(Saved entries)
____________

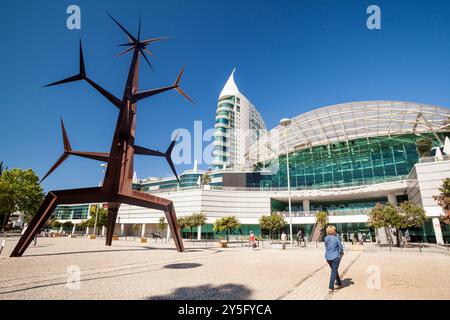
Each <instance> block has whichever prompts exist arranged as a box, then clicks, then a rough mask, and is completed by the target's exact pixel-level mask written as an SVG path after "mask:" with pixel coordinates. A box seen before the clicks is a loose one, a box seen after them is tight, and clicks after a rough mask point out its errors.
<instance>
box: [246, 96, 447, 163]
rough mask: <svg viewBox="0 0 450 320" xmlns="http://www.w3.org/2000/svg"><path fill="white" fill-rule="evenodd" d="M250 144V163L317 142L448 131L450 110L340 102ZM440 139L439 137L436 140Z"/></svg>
mask: <svg viewBox="0 0 450 320" xmlns="http://www.w3.org/2000/svg"><path fill="white" fill-rule="evenodd" d="M290 120H291V123H290V124H288V125H287V126H286V127H281V126H277V127H275V128H273V129H272V130H270V131H269V132H267V133H266V134H263V135H262V136H261V137H260V139H259V140H258V142H256V143H255V144H253V145H252V146H251V147H250V150H249V153H248V155H247V157H248V160H249V162H250V163H256V162H260V161H266V160H270V159H273V158H274V157H276V156H278V155H279V154H284V153H286V151H289V152H292V151H296V150H301V149H305V148H309V147H312V146H317V145H329V144H332V143H335V142H348V141H351V140H354V139H360V138H366V137H367V138H368V137H374V136H391V135H402V134H411V133H413V134H420V133H423V132H435V133H436V132H440V131H449V129H450V109H449V108H444V107H438V106H433V105H427V104H420V103H414V102H404V101H362V102H350V103H342V104H336V105H331V106H326V107H322V108H319V109H315V110H312V111H309V112H306V113H303V114H300V115H298V116H296V117H294V118H292V119H290ZM438 140H439V139H438Z"/></svg>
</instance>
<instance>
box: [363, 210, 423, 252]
mask: <svg viewBox="0 0 450 320" xmlns="http://www.w3.org/2000/svg"><path fill="white" fill-rule="evenodd" d="M425 220H426V215H425V211H424V210H423V209H422V208H421V207H419V206H417V205H415V204H414V203H412V202H410V201H405V202H403V203H401V204H400V206H399V207H396V206H394V205H392V204H391V203H387V204H385V205H383V204H379V203H378V204H377V205H376V206H375V207H374V208H373V209H372V211H371V212H370V214H369V222H368V225H369V227H372V228H377V229H378V228H394V229H395V231H396V238H397V246H398V247H399V246H400V232H399V231H400V230H401V229H407V228H413V227H420V226H422V225H423V224H424V222H425ZM388 234H389V238H390V239H391V236H390V232H388ZM391 242H392V239H391Z"/></svg>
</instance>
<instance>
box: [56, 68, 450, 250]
mask: <svg viewBox="0 0 450 320" xmlns="http://www.w3.org/2000/svg"><path fill="white" fill-rule="evenodd" d="M231 77H233V75H232V76H231ZM232 80H233V83H234V79H232ZM229 81H230V80H229ZM227 85H228V83H227ZM234 85H235V84H234ZM235 90H237V87H236V89H235ZM223 99H224V95H221V97H220V98H219V109H221V104H222V103H223ZM226 99H227V100H232V101H233V104H232V105H230V108H233V109H234V110H236V108H237V107H238V103H237V99H236V96H233V95H230V93H227V94H226ZM241 99H242V98H241ZM241 101H242V100H241ZM227 107H228V106H227ZM252 107H253V106H252ZM253 108H254V107H253ZM219 109H218V112H220V111H223V110H219ZM255 110H256V109H255ZM228 116H229V115H228ZM258 116H259V113H258ZM258 116H257V118H258ZM259 117H260V116H259ZM281 117H282V115H280V118H281ZM219 118H220V119H222V118H221V117H219ZM219 118H216V122H217V119H219ZM449 119H450V109H448V108H443V107H438V106H432V105H427V104H421V103H413V102H402V101H363V102H351V103H343V104H337V105H331V106H326V107H321V108H317V109H314V110H312V111H309V112H306V113H303V114H300V115H298V116H295V117H293V118H291V119H285V121H283V122H282V125H279V126H277V127H275V128H273V129H271V130H268V131H267V130H266V131H265V132H263V133H261V131H258V134H257V138H256V139H253V140H252V139H250V140H248V141H251V142H252V143H250V144H249V145H248V148H246V149H247V150H246V152H245V153H244V158H243V159H241V160H239V166H236V165H234V166H233V165H231V166H227V165H226V166H222V165H223V163H220V164H218V163H217V164H216V165H217V166H216V168H215V169H214V170H211V171H207V172H206V173H207V174H208V175H209V177H210V182H209V183H208V184H204V183H202V176H203V175H204V174H205V171H202V170H199V169H198V168H197V166H194V168H193V169H192V170H188V171H186V172H184V173H182V174H181V175H180V180H181V184H180V185H178V183H177V181H176V179H175V178H160V179H155V178H150V179H143V180H138V181H135V184H134V188H135V189H137V190H141V191H144V192H149V193H152V194H155V195H157V196H160V197H163V198H167V199H170V200H172V201H173V202H174V206H175V209H176V212H177V215H178V216H188V215H191V214H192V213H204V214H205V215H206V217H207V223H206V225H204V226H202V227H200V228H198V230H197V235H196V236H197V237H198V238H214V237H216V236H217V235H216V234H215V233H214V232H213V223H214V221H215V220H216V219H217V218H220V217H223V216H229V215H233V216H235V217H236V218H237V219H238V220H239V221H240V223H241V228H240V229H239V230H236V234H237V235H244V236H245V235H247V234H248V233H249V232H250V230H252V231H254V232H255V233H256V234H257V235H260V234H261V229H260V227H259V219H260V217H261V216H263V215H270V214H273V213H279V214H281V215H283V216H284V217H285V219H286V222H287V223H289V222H290V221H291V220H292V225H293V232H294V234H295V233H296V232H297V231H298V230H299V229H301V230H303V231H304V233H305V234H306V235H310V234H311V233H312V229H313V227H314V224H315V214H316V213H317V212H318V211H326V212H327V213H328V216H329V221H330V223H332V224H334V225H336V226H337V229H338V232H340V233H341V234H343V235H345V236H347V237H350V235H351V234H355V233H359V232H361V233H363V234H364V235H365V238H366V239H367V240H368V241H370V240H372V241H375V238H376V237H377V238H378V239H380V241H385V240H386V238H387V235H386V234H384V235H383V234H382V233H381V232H379V230H372V229H370V228H369V227H368V226H367V221H368V213H369V212H370V210H371V209H372V208H373V207H374V206H375V205H376V204H377V203H387V202H391V203H393V204H399V203H401V202H403V201H406V200H410V201H412V202H414V203H416V204H418V205H420V206H422V207H423V208H424V209H425V211H426V215H427V218H428V219H427V222H426V223H425V224H424V226H423V227H421V228H414V229H410V230H409V233H410V236H411V238H412V240H413V241H424V242H438V243H442V242H444V241H445V240H446V239H448V240H450V230H449V228H448V226H444V225H441V224H440V223H439V219H438V217H439V216H440V215H441V214H442V209H441V208H440V207H439V206H438V204H437V203H436V201H435V200H434V199H433V196H434V195H437V194H438V193H439V190H438V188H439V187H440V186H441V184H442V180H443V179H444V178H446V177H450V158H449V155H447V152H448V153H450V140H449V138H448V136H449V135H450V120H449ZM286 120H288V121H286ZM228 125H230V123H229V124H228ZM221 127H222V126H221ZM263 127H264V122H263V121H262V118H261V121H260V122H258V125H257V128H256V129H263ZM216 128H217V126H216ZM250 134H253V135H254V133H250ZM424 138H429V139H431V140H432V141H433V150H432V151H431V153H430V156H428V157H422V158H421V157H419V154H418V151H417V145H416V143H417V141H418V140H421V139H424ZM223 141H224V140H223V139H221V140H220V142H221V143H222V142H223ZM225 141H226V140H225ZM216 145H218V144H216ZM221 146H222V145H221ZM287 155H288V156H287ZM288 161H289V178H290V179H289V186H290V188H288V174H287V172H288V170H287V169H288V166H287V162H288ZM225 162H226V161H225ZM289 189H290V190H289ZM289 199H290V200H291V214H289V205H288V203H289ZM71 208H72V207H59V208H58V209H57V210H56V212H55V215H56V216H57V217H58V218H59V219H62V220H66V219H67V220H73V221H74V222H78V221H82V220H83V217H81V215H78V216H77V218H80V219H75V216H70V214H69V215H67V212H70V210H71ZM77 210H78V211H80V210H81V209H80V208H78V207H77ZM85 211H86V212H87V209H86V210H85ZM61 212H66V216H64V219H63V217H62V215H61V214H60V213H61ZM163 216H164V214H163V213H162V212H158V211H156V210H150V209H145V208H140V207H135V206H129V205H122V206H121V207H120V210H119V215H118V218H117V226H116V231H115V232H116V234H118V235H122V236H127V235H132V234H134V235H136V232H138V235H139V236H140V235H144V236H147V235H150V234H151V233H157V232H159V233H162V234H163V235H164V236H166V235H167V236H170V234H169V232H168V231H167V230H160V229H159V227H158V223H159V219H160V218H161V217H163ZM136 226H138V227H139V228H136ZM288 228H289V227H288V226H287V227H286V231H287V230H288ZM137 229H139V230H138V231H136V230H137ZM183 232H188V230H183Z"/></svg>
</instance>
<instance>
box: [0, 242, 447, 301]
mask: <svg viewBox="0 0 450 320" xmlns="http://www.w3.org/2000/svg"><path fill="white" fill-rule="evenodd" d="M17 240H18V238H15V237H11V238H8V239H7V242H6V247H5V249H4V251H3V253H2V255H1V258H0V274H1V278H0V299H2V300H5V299H301V300H304V299H450V277H449V276H448V269H449V267H450V252H449V251H447V250H446V249H445V248H439V247H437V246H433V245H430V246H428V247H425V248H423V250H422V252H420V250H419V248H405V249H402V250H401V249H399V248H393V249H392V251H390V250H389V248H383V249H380V248H378V247H377V246H375V245H366V246H365V251H363V252H359V251H347V252H346V254H345V255H344V258H343V260H342V263H341V267H340V274H341V278H342V279H343V281H344V288H343V289H341V290H339V291H338V292H335V293H331V294H330V293H328V287H327V283H328V279H329V267H328V265H327V264H326V262H325V260H324V257H323V256H324V250H323V247H322V246H323V244H319V245H318V247H316V245H315V244H311V245H309V246H308V247H307V248H306V249H305V248H298V247H294V248H287V249H286V250H281V248H279V247H275V248H274V247H272V246H269V245H267V244H266V245H265V246H264V247H260V248H258V249H255V250H252V249H251V248H249V247H245V246H244V247H242V246H241V245H236V246H234V247H230V248H218V247H216V246H215V245H214V244H213V243H209V244H195V245H194V244H192V243H189V242H188V241H186V240H185V245H186V252H184V253H178V252H177V251H176V250H175V249H174V246H173V245H169V244H165V243H153V242H150V243H144V244H141V243H138V242H137V241H133V240H118V241H114V242H113V246H112V247H106V246H104V240H102V239H96V240H88V239H85V238H72V239H71V238H39V239H38V243H37V245H36V246H33V245H31V246H30V248H29V249H28V251H27V252H26V253H25V255H24V256H23V257H22V258H8V254H9V253H10V252H11V250H12V248H13V246H14V244H15V243H16V242H17ZM347 248H348V246H347ZM78 271H79V273H77V272H78ZM78 274H79V275H80V277H79V278H78V277H77V275H78ZM76 279H79V280H80V281H79V282H77V281H76Z"/></svg>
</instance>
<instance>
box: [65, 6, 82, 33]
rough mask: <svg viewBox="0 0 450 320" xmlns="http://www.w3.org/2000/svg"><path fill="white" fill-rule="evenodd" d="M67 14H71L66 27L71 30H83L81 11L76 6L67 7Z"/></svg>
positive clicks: (80, 9)
mask: <svg viewBox="0 0 450 320" xmlns="http://www.w3.org/2000/svg"><path fill="white" fill-rule="evenodd" d="M66 13H67V14H69V16H68V17H67V20H66V26H67V29H69V30H80V29H81V9H80V7H79V6H77V5H75V4H71V5H70V6H68V7H67V10H66Z"/></svg>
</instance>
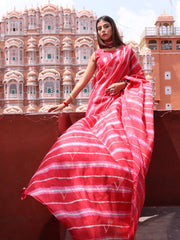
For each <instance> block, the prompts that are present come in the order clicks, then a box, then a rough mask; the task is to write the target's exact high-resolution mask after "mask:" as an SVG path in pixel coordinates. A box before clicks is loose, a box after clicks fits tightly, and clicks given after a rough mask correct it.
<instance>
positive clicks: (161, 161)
mask: <svg viewBox="0 0 180 240" xmlns="http://www.w3.org/2000/svg"><path fill="white" fill-rule="evenodd" d="M84 115H85V114H84V113H63V114H59V115H58V114H40V115H37V114H35V115H25V114H22V115H21V114H20V115H14V114H12V115H0V164H1V165H0V190H1V194H0V239H3V240H9V239H13V240H60V233H59V231H60V230H59V224H58V222H57V220H56V219H55V218H54V217H52V215H51V214H50V213H49V211H48V210H47V209H46V208H45V207H44V206H43V205H41V204H40V203H39V202H37V201H35V200H34V199H33V198H31V197H28V198H27V199H25V200H23V201H21V200H20V192H21V189H22V187H24V186H27V184H28V182H29V180H30V178H31V176H32V175H33V173H34V172H35V170H36V169H37V168H38V166H39V164H40V162H41V159H42V158H43V157H44V155H45V154H46V153H47V152H48V150H49V149H50V148H51V146H52V145H53V143H54V142H55V141H56V139H57V138H58V136H59V135H61V134H62V133H63V132H64V131H65V130H66V129H67V128H68V127H69V126H70V125H72V124H73V123H74V122H76V121H77V120H79V119H80V118H82V117H84ZM179 186H180V111H172V112H155V144H154V151H153V155H152V160H151V164H150V169H149V172H148V175H147V179H146V201H145V204H146V205H151V206H152V205H156V206H157V205H161V206H162V205H180V197H179V196H180V187H179Z"/></svg>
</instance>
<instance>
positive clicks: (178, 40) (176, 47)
mask: <svg viewBox="0 0 180 240" xmlns="http://www.w3.org/2000/svg"><path fill="white" fill-rule="evenodd" d="M176 49H180V40H177V41H176Z"/></svg>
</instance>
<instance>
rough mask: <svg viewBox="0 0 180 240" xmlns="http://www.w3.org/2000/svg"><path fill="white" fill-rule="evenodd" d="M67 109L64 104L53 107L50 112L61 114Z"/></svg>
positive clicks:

____________

## WHAT YOU HAVE TO DO:
Pick out each line above that contains the word "rough" and copy those lines.

## OUTPUT BELOW:
Each <instance> block has whichever prompts exist arranged as a box, then clicks, then a rough mask, and is completed by the target's exact pixel-level mask written as an SVG path after "mask:" with pixel coordinates. A box seen before the clicks is a loose one, a box seen after them is tight, and clicks after a rough mask point out its errors.
rough mask: <svg viewBox="0 0 450 320" xmlns="http://www.w3.org/2000/svg"><path fill="white" fill-rule="evenodd" d="M250 144V163L317 142L448 131L450 110L340 102ZM440 139L439 137L436 140Z"/></svg>
rough mask: <svg viewBox="0 0 450 320" xmlns="http://www.w3.org/2000/svg"><path fill="white" fill-rule="evenodd" d="M67 14H71L66 27L71 30H83L81 11L76 6L67 7Z"/></svg>
For each <instance> block, the prompts that are present come in the order clicks, then a box, then a rough mask; the task is to write the target's exact high-resolution mask after "mask:" as an SVG path in pixel coordinates. A box before clicks is loose, a box after clicks fits tightly, and clicks given after a rough mask correct it.
rough mask: <svg viewBox="0 0 180 240" xmlns="http://www.w3.org/2000/svg"><path fill="white" fill-rule="evenodd" d="M67 109L64 104L53 107L50 112L61 114Z"/></svg>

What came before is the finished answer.